**EXERCISE 1**
Quote, word for word, the lines of the listing from the line with "Task: indicate the distant" to the line with "x=452 y=966", including both of those lines.

**EXCERPT PROVIDED**
——
Form 8K Current Report


SECURITIES AND EXCHANGE COMMISSION
Washington, D.C. 20549
                                                        
 
FORM 8-K
 
CURRENT REPORT
PURSUANT TO SECTION 13 OR 15(d) OF
THE SECURITIES EXCHANGE ACT OF 1934
 
Date of Report (Date of earliest event reported): December 22, 2006
 
               
 
GENCO SHIPPING & TRADING LIMITED
(Exact name of registrant as specified in its charter)

Republic of the Marshall Islands
000-28506
98-043-9758
(State or other jurisdiction of
incorporation or organization)
(Commission file number)
(I.R.S. employer
identification no.)

299 Park Avenue
20th Floor
(Address of principal executive offices)
 
 
10171
(Zip code)

Registrant’s telephone number, including area code: (646) 443-8550
 

Check the appropriate box below if the Form 8-K filing is intended to simultaneously satisfy the filing obligation of the registrant under any of the following provisions (see General Instruction A.2. below):

r Written communications pursuant to Rule 425 under the Securities Act (17 CFR 230.425)
 
r Soliciting material pursuant to Rule 14a-12 under the Exchange Act (17 CFR 240.14a-12)
——
(Pointing dataset excerpts)
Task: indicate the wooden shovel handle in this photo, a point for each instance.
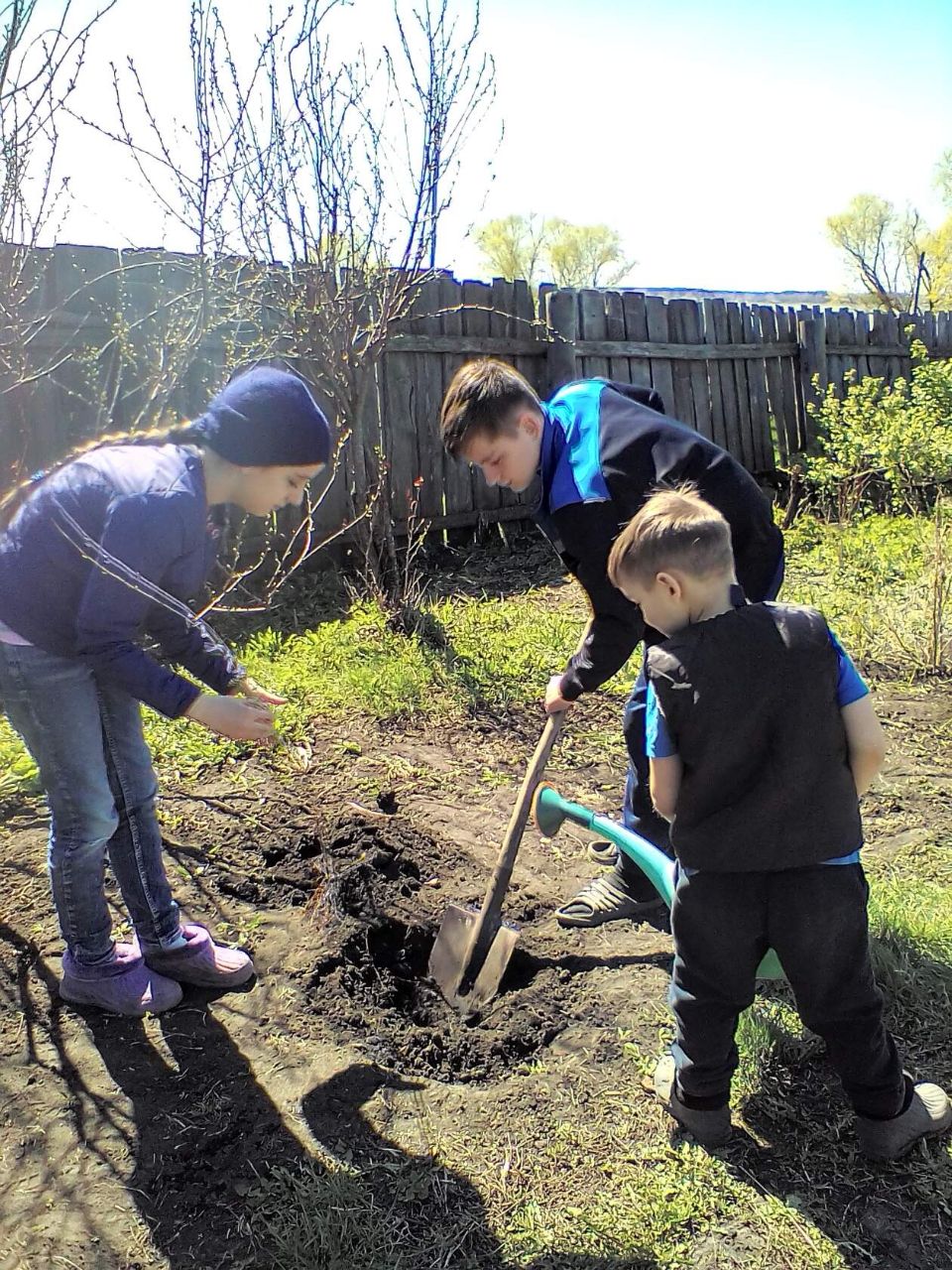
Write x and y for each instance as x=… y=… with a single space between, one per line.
x=499 y=881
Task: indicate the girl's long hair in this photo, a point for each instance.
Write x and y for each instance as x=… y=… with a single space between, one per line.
x=179 y=435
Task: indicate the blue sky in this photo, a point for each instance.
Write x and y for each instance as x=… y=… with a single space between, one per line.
x=715 y=136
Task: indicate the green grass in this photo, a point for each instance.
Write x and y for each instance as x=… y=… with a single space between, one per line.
x=876 y=580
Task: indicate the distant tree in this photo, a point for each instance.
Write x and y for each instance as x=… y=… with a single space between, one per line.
x=897 y=261
x=943 y=177
x=587 y=255
x=553 y=249
x=881 y=246
x=513 y=246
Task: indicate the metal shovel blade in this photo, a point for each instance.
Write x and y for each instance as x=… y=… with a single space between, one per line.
x=452 y=966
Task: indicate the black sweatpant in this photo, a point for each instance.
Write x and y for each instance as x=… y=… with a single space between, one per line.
x=816 y=921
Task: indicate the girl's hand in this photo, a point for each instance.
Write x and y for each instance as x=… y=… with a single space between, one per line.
x=249 y=688
x=232 y=717
x=555 y=701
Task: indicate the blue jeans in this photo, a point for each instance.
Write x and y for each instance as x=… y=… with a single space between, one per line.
x=86 y=740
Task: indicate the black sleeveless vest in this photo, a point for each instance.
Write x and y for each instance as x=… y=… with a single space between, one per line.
x=751 y=702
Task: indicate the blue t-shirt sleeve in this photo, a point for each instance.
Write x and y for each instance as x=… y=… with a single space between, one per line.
x=851 y=685
x=657 y=739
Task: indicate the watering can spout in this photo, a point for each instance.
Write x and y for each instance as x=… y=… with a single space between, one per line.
x=549 y=811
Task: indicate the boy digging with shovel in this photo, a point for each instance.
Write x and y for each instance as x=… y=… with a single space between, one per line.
x=598 y=449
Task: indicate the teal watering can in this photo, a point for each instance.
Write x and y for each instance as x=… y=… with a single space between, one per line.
x=549 y=811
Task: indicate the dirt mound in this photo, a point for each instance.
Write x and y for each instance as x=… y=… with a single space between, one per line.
x=372 y=980
x=376 y=985
x=331 y=866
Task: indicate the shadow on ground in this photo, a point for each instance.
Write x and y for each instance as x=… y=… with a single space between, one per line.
x=218 y=1176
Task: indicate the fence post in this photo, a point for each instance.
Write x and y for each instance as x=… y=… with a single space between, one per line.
x=811 y=338
x=562 y=318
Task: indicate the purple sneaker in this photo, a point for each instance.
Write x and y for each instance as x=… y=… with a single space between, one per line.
x=123 y=985
x=202 y=961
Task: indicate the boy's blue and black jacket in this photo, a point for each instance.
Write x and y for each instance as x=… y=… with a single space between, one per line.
x=604 y=448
——
**EXERCISE 2**
Print the passage of the Form 8-K cover page from "GENCO SHIPPING &" to "(Commission file number)" with no changes.

**FINISHED ANSWER 1**
Task: indicate the distant tree in this photo, a point for each instance.
Write x and y for each instance as x=… y=… with a single space between, one per line.
x=897 y=261
x=943 y=177
x=587 y=255
x=553 y=249
x=881 y=246
x=513 y=246
Task: indicate the metal shovel blade in this photo, a point for each instance.
Write x and y for each instance as x=… y=… with a single space between, one per line.
x=452 y=966

**FINISHED ANSWER 2**
GENCO SHIPPING & TRADING LIMITED
(Exact name of registrant as specified in its charter)

Republic of the Marshall Islands
000-28506
98-043-9758
(State or other jurisdiction of
incorporation or organization)
(Commission file number)